#### Task statement:
Copy out all the rows below verbatim, leaving the pictures out.

[Extracted rows]
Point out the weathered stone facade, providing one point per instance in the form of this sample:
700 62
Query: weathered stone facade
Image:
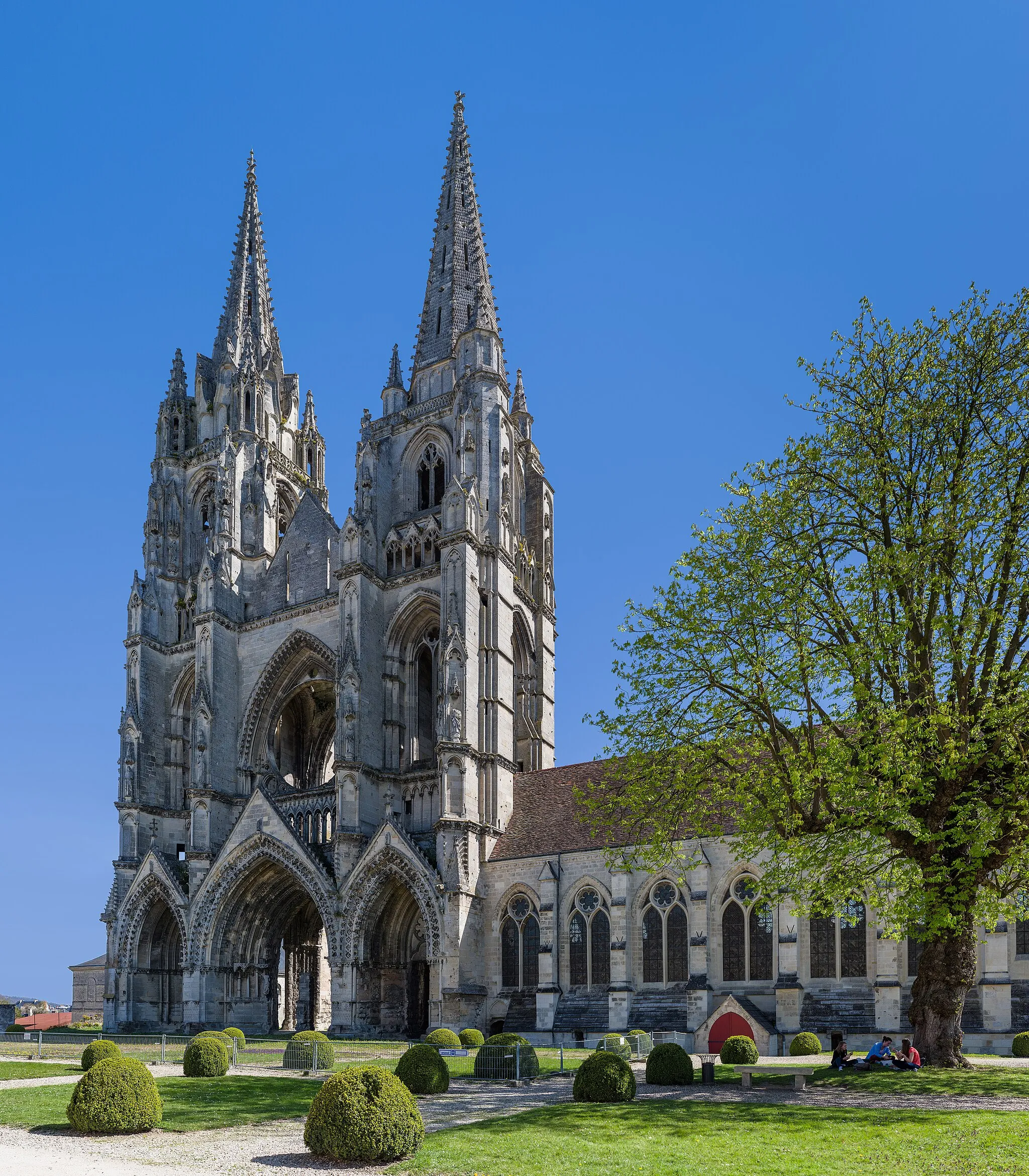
338 798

#### Expected output:
Point out the weathered stone facade, providing one point per instance in the form of this sample:
700 62
Query: weathered stone facade
Image:
338 798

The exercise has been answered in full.